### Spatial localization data
= Beginning of Section =

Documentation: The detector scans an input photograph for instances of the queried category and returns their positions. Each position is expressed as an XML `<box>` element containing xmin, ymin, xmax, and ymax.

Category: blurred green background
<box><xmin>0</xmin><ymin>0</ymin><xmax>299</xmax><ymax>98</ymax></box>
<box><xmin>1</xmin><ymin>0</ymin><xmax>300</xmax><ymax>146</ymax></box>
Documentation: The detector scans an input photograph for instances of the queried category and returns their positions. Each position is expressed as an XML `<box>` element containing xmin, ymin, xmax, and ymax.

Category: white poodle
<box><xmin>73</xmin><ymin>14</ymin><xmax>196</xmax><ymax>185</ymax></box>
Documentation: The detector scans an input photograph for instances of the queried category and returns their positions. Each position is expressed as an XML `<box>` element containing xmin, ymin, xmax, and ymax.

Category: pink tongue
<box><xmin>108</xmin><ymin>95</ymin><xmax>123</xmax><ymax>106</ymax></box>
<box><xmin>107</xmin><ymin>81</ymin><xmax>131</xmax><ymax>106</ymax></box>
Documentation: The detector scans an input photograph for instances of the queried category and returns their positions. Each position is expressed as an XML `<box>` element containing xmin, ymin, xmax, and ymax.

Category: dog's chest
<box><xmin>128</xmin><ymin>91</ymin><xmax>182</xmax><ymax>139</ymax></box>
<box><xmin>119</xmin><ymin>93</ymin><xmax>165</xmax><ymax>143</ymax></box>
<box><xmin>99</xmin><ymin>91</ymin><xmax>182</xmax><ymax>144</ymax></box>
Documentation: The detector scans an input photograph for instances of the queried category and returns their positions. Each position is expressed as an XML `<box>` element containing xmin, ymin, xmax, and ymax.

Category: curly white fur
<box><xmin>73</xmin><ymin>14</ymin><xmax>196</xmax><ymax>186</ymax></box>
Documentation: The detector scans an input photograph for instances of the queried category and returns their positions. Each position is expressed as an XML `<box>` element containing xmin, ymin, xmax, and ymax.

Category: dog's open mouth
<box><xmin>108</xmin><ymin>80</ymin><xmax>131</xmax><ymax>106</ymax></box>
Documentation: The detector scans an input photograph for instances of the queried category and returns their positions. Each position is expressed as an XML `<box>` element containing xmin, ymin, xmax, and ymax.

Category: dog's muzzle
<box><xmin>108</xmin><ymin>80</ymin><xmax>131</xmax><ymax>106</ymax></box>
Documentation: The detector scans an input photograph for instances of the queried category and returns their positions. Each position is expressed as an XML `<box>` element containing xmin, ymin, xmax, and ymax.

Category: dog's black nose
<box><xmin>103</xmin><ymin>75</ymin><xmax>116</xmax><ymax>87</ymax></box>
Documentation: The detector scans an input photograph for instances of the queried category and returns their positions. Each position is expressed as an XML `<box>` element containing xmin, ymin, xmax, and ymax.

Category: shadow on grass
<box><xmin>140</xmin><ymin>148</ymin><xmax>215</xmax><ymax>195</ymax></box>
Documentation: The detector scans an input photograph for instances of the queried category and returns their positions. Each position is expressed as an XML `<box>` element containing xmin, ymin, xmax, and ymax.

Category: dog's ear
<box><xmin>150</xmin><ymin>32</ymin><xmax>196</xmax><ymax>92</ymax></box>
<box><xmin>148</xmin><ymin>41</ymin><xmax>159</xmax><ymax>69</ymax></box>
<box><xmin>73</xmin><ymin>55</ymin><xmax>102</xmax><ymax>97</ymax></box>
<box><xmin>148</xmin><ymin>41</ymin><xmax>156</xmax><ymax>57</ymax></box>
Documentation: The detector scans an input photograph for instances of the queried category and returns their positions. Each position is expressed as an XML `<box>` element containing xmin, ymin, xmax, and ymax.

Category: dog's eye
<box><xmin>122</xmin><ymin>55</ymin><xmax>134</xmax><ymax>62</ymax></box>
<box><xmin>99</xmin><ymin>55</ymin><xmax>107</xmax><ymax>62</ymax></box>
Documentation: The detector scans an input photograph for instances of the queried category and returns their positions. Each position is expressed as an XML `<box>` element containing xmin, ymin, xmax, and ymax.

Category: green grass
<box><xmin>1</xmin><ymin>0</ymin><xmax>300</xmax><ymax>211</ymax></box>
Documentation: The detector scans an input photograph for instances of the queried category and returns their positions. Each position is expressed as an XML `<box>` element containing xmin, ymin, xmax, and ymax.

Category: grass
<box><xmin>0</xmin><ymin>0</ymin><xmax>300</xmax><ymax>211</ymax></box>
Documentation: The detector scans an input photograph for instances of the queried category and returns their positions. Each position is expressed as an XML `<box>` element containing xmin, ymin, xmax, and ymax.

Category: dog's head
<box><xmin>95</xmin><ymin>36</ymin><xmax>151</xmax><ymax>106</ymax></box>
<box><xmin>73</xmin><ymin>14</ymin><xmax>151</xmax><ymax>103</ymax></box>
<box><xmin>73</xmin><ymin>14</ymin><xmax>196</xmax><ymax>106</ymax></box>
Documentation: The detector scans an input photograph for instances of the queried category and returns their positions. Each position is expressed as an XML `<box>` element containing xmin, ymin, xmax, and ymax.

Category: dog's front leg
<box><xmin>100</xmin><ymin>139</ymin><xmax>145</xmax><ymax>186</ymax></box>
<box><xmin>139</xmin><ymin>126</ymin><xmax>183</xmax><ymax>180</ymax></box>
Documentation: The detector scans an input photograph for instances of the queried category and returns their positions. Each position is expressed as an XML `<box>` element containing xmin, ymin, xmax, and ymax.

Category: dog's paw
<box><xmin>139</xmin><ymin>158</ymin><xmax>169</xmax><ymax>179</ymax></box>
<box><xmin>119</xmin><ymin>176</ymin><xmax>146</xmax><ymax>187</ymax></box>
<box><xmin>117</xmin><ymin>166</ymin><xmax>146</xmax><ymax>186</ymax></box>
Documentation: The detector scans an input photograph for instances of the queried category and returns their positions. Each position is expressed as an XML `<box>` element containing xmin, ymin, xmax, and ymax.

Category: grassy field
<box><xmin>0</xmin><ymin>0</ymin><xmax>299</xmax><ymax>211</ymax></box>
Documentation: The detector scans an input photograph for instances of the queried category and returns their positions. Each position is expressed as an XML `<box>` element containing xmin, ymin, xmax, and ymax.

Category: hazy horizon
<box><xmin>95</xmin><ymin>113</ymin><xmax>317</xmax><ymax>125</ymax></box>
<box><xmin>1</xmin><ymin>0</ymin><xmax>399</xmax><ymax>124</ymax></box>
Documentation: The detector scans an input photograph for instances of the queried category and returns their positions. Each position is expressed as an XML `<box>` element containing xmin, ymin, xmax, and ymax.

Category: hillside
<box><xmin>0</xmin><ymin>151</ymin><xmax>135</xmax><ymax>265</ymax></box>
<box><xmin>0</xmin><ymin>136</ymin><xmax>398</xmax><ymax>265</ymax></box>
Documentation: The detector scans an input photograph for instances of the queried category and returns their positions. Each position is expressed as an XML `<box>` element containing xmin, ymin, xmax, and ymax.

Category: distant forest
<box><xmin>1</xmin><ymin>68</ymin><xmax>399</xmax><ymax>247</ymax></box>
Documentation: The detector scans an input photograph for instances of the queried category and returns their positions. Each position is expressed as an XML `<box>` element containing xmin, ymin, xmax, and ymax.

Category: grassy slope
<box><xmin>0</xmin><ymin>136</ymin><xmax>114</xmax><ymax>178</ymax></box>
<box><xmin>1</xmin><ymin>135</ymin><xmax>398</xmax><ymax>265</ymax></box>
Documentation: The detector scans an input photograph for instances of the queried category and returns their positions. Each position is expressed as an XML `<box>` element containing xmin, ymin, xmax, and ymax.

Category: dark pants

= End of Section =

### THE TASK
The records above must be set down again exactly as written.

### ANSWER SECTION
Documentation: The detector scans an input photograph for instances of the queried category and returns their positions. Each position is expressed as an XML `<box>` element containing xmin, ymin, xmax, and ymax.

Category: blurred green background
<box><xmin>0</xmin><ymin>0</ymin><xmax>299</xmax><ymax>98</ymax></box>
<box><xmin>1</xmin><ymin>0</ymin><xmax>300</xmax><ymax>146</ymax></box>
Documentation: The detector scans an input photograph for instances of the queried category and returns their positions. Each position is expressed as an XML `<box>` element containing xmin, ymin, xmax, and ymax.

Category: white poodle
<box><xmin>73</xmin><ymin>14</ymin><xmax>196</xmax><ymax>185</ymax></box>
Documentation: The detector scans an input photograph for instances of the queried category and returns their positions. Each position is expressed as an XML `<box>` element containing xmin, ymin, xmax, and ymax.

Category: pink tongue
<box><xmin>108</xmin><ymin>95</ymin><xmax>123</xmax><ymax>106</ymax></box>
<box><xmin>107</xmin><ymin>81</ymin><xmax>131</xmax><ymax>106</ymax></box>
Documentation: The detector scans an input photograph for instances of the queried category and returns their positions. Each position is expressed as an XML `<box>` element containing xmin, ymin, xmax, and ymax.

Category: dog's chest
<box><xmin>128</xmin><ymin>91</ymin><xmax>182</xmax><ymax>139</ymax></box>
<box><xmin>119</xmin><ymin>93</ymin><xmax>165</xmax><ymax>143</ymax></box>
<box><xmin>99</xmin><ymin>91</ymin><xmax>182</xmax><ymax>144</ymax></box>
Documentation: The detector scans an input photograph for instances of the queried category and returns their positions. Each position is expressed as an XML `<box>` element containing xmin, ymin, xmax, and ymax.

Category: curly white fur
<box><xmin>73</xmin><ymin>14</ymin><xmax>196</xmax><ymax>186</ymax></box>
Documentation: The detector scans an input photograph for instances of the queried category and returns their positions. Each position is expressed as an XML `<box>` element containing xmin, ymin, xmax, and ymax.

Category: dog's open mouth
<box><xmin>108</xmin><ymin>80</ymin><xmax>131</xmax><ymax>106</ymax></box>
Documentation: The detector scans an input photograph for instances of the queried category and returns their positions. Each position is expressed as an XML `<box>` element containing xmin, ymin, xmax, and ymax.

Category: dog's muzzle
<box><xmin>108</xmin><ymin>80</ymin><xmax>131</xmax><ymax>106</ymax></box>
Documentation: The detector scans an input photograph for instances of the queried category and returns their positions. Each position is expressed as an XML `<box>` element containing xmin, ymin, xmax, and ymax.

Category: dog's black nose
<box><xmin>103</xmin><ymin>75</ymin><xmax>116</xmax><ymax>87</ymax></box>
Documentation: The detector scans an input photograph for instances of the queried category and returns their positions. Each position is expressed as an XML `<box>` element containing xmin, ymin, xmax, and ymax.

Category: shadow on grass
<box><xmin>140</xmin><ymin>148</ymin><xmax>215</xmax><ymax>195</ymax></box>
Documentation: The detector scans an input photograph for instances of the queried category and returns their positions. Each position is expressed as an XML `<box>` element containing xmin, ymin, xmax, and ymax.

Category: dog's ear
<box><xmin>150</xmin><ymin>32</ymin><xmax>196</xmax><ymax>92</ymax></box>
<box><xmin>148</xmin><ymin>41</ymin><xmax>159</xmax><ymax>69</ymax></box>
<box><xmin>73</xmin><ymin>55</ymin><xmax>102</xmax><ymax>97</ymax></box>
<box><xmin>148</xmin><ymin>41</ymin><xmax>156</xmax><ymax>57</ymax></box>
Documentation: The detector scans an input photograph for instances of the queried category and returns their positions. Each position is expressed as an XML `<box>` element containing xmin, ymin, xmax, and ymax.

Category: dog's eye
<box><xmin>122</xmin><ymin>55</ymin><xmax>134</xmax><ymax>62</ymax></box>
<box><xmin>99</xmin><ymin>55</ymin><xmax>107</xmax><ymax>62</ymax></box>
Documentation: The detector scans an input photograph for instances of the queried category and returns their positions. Each position is expressed as an XML `<box>` element containing xmin, ymin, xmax, and ymax.

Category: green grass
<box><xmin>1</xmin><ymin>0</ymin><xmax>300</xmax><ymax>211</ymax></box>
Documentation: The detector scans an input photograph for instances of the queried category and returns their positions. Each position is expressed as an XML `<box>` element containing xmin, ymin, xmax, and ymax.

Category: grass
<box><xmin>0</xmin><ymin>0</ymin><xmax>300</xmax><ymax>211</ymax></box>
Documentation: The detector scans an input photograph for instances of the queried category and returns their positions. Each position is expressed as an XML `<box>` element containing xmin, ymin, xmax, and ymax.

Category: dog's head
<box><xmin>95</xmin><ymin>36</ymin><xmax>151</xmax><ymax>106</ymax></box>
<box><xmin>73</xmin><ymin>14</ymin><xmax>151</xmax><ymax>103</ymax></box>
<box><xmin>73</xmin><ymin>14</ymin><xmax>196</xmax><ymax>106</ymax></box>
Documentation: The detector scans an input photograph for instances of the queried category and returns their positions. Each position is expressed as an XML `<box>` element containing xmin, ymin, xmax, and ymax.

Category: dog's front leg
<box><xmin>100</xmin><ymin>139</ymin><xmax>145</xmax><ymax>186</ymax></box>
<box><xmin>139</xmin><ymin>126</ymin><xmax>183</xmax><ymax>180</ymax></box>
Documentation: The detector scans an input photograph for instances of the queried category and returns their positions. Each position is expressed as an XML `<box>` element containing xmin, ymin, xmax, and ymax.

Category: dog's paw
<box><xmin>139</xmin><ymin>158</ymin><xmax>169</xmax><ymax>179</ymax></box>
<box><xmin>119</xmin><ymin>176</ymin><xmax>146</xmax><ymax>187</ymax></box>
<box><xmin>117</xmin><ymin>166</ymin><xmax>146</xmax><ymax>186</ymax></box>
Documentation: The detector scans an input photograph for instances of the queried category and returns their positions. Each position is expressed as an XML `<box>` element containing xmin, ymin, xmax, and ymax.

Category: grassy field
<box><xmin>0</xmin><ymin>0</ymin><xmax>299</xmax><ymax>211</ymax></box>
Documentation: The detector scans an input photograph for instances of the queried category and returns their positions. Each position is expressed as an XML `<box>` element containing xmin, ymin, xmax, and ymax.

Category: hazy horizon
<box><xmin>95</xmin><ymin>113</ymin><xmax>317</xmax><ymax>125</ymax></box>
<box><xmin>1</xmin><ymin>0</ymin><xmax>399</xmax><ymax>124</ymax></box>
Documentation: The detector scans an input photograph for instances of the queried category and returns their positions. Each position is expressed as an XML `<box>` element containing xmin, ymin, xmax, and ymax.

Category: hillside
<box><xmin>0</xmin><ymin>151</ymin><xmax>135</xmax><ymax>265</ymax></box>
<box><xmin>0</xmin><ymin>136</ymin><xmax>398</xmax><ymax>265</ymax></box>
Documentation: The detector scans an input photograph for instances of the queried category and returns their positions. Each position is expressed as an XML `<box>` element containing xmin, ymin, xmax, and ymax.

Category: distant forest
<box><xmin>1</xmin><ymin>68</ymin><xmax>399</xmax><ymax>247</ymax></box>
Documentation: The detector scans an input photograph for instances of the queried category and returns their positions. Each position is expressed as an XML `<box>` element containing xmin, ymin, xmax, and ymax.

Category: grassy slope
<box><xmin>0</xmin><ymin>136</ymin><xmax>114</xmax><ymax>178</ymax></box>
<box><xmin>1</xmin><ymin>135</ymin><xmax>398</xmax><ymax>265</ymax></box>
Documentation: The detector scans an input photograph for instances of the queried category and returns their positions. Each position is expressed as an XML `<box>` element containing xmin, ymin, xmax, and ymax.

Category: dark pants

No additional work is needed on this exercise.